# Dataset extract
::::

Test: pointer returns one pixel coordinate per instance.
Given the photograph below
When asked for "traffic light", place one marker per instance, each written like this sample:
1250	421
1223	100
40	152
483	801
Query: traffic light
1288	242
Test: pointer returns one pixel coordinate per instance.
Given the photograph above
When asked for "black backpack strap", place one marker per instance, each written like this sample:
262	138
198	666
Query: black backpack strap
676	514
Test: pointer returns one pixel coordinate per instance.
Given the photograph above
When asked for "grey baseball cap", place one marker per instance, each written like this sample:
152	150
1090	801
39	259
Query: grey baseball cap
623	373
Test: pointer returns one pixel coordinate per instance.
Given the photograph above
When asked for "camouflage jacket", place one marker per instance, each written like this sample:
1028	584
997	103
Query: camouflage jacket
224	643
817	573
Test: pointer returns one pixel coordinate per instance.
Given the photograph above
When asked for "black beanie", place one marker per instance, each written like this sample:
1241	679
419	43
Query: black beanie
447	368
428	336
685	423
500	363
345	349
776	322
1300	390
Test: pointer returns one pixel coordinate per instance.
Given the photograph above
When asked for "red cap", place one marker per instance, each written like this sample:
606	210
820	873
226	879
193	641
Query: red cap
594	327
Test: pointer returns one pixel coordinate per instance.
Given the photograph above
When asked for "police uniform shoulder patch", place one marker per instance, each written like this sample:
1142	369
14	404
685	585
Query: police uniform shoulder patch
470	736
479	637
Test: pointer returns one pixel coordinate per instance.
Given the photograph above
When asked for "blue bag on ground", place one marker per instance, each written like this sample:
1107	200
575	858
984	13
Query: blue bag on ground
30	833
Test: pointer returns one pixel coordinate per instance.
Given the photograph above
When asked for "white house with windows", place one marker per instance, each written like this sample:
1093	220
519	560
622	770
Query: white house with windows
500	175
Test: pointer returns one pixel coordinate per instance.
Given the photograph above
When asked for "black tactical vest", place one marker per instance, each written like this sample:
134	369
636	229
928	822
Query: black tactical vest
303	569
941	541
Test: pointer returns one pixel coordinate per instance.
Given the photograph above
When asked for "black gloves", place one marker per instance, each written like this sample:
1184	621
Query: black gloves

::::

# Short exercise
Copy out every line of the records above that contains the string "blue", matching its upper and lower case exactly.

# Solution to the exercise
When asked for "blue bag on ground", place one marker per instance, each written like this sample:
Query: blue bag on ground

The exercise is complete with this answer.